• _Text shown_
◆ ◆ ◆ ◆
# Celebrating on New Year's Eve



## liaconn (8 Dec 2009)

Just wondering what AAMers do on New Year's Eve. Most people I know, myself included, have started to just opt for a quiet night in with a couple of friends or family members. In fact, the year before last myself and my sister pretended we were both sick and spent the night at my place listening to corny 70s and 80s music, eating chicken wings and chips and toasting the new year in with a glass of bubbly on my balcony looking at the fireworks exploding in the sky from across the estate. Nicest, most relaxing new year's eve I ever had.


----------



## RMCF (9 Dec 2009)

Most of the folk I know are now opting for house parties or nights in too. I haven't been out in a pub  now for maybe 5 or 6 years.

I think the fact that many charge an entrance fee, pack in too many people and you spend have the night queuing to get a drink have made most normal people forget about it.


----------



## truthseeker (9 Dec 2009)

The past few years Ive opted for the night in or house gathering too.

This year there are a few of us gathering in a friends.
Last year I had a nasty dose of a flu like thing and rang in the new year with a lemsip in one hand and a box of tissues in the other!!

The last time I was out in a pub for it the pub was totally empty, they had loads of lounge staff on, and only 14 or so customers. So that was a bit depressing!


----------



## Caveat (9 Dec 2009)

Haven't been 'out' for New Years Eve in about 15 years.

This year, in common with most of the previous, we will be arriving at our friends house late afternoon, laden with food/drinks/my guitar (6-8 of us in total) and will immediately commence a mini orgy of alcohol, food, music and games.


----------



## Teatime (9 Dec 2009)

A few years ago, climbed a mountain in the dark with 4 friends - reached summit shortly before midnight, had a flask of tea and some mince pies, stared up at the stars, did the countdown, hugged (twas cold!) and headed down again and into the bed sober. Best New Years ever.


----------



## Sunny (9 Dec 2009)

I know for me, New Years Eve as a night out stopped after the Millennium. Anyone remember how the taxis, pubs and nightclubs decided that this was the night to screw everyone by adding on big surcharges. And it turned out to be a massive damp squib. Haven't been out on NYE since. Usuall rent a house down the Country with friends and head away for a couple of days.


----------



## Deiseblue (9 Dec 2009)

Down to the local in Waterford with my mates for a rake of large bottles accompanied by the usual BS - next year could be our year for an All Ireland , John O'Shea will be made Captain of United and the return of the Tall Ships ( oh hang on , the last one is fact ! )
◆ ◆ ◆ ◆
• _About this task_
Copy the part of the New Year's Eve thread starting at "I think the" and ending at "in a friends.", renaming "entrance fee" to "cover charge". Rely only on the New Year's Eve thread.

• _Data extracts_
◆ ◆ ◆ ◆
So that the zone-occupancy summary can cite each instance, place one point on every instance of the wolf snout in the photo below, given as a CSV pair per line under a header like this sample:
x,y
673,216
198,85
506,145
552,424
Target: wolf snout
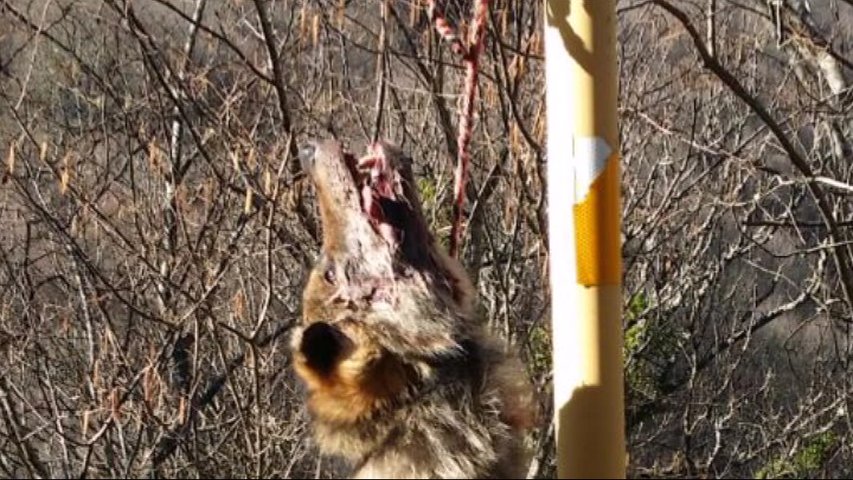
◆ ◆ ◆ ◆
• _Task answer_
I think the fact that many charge an cover charge, pack in too many people and you spend have the night queuing to get a drink have made most normal people forget about it.


----------



## truthseeker (9 Dec 2009)

The past few years Ive opted for the night in or house gathering too.

This year there are a few of us gathering in a friends.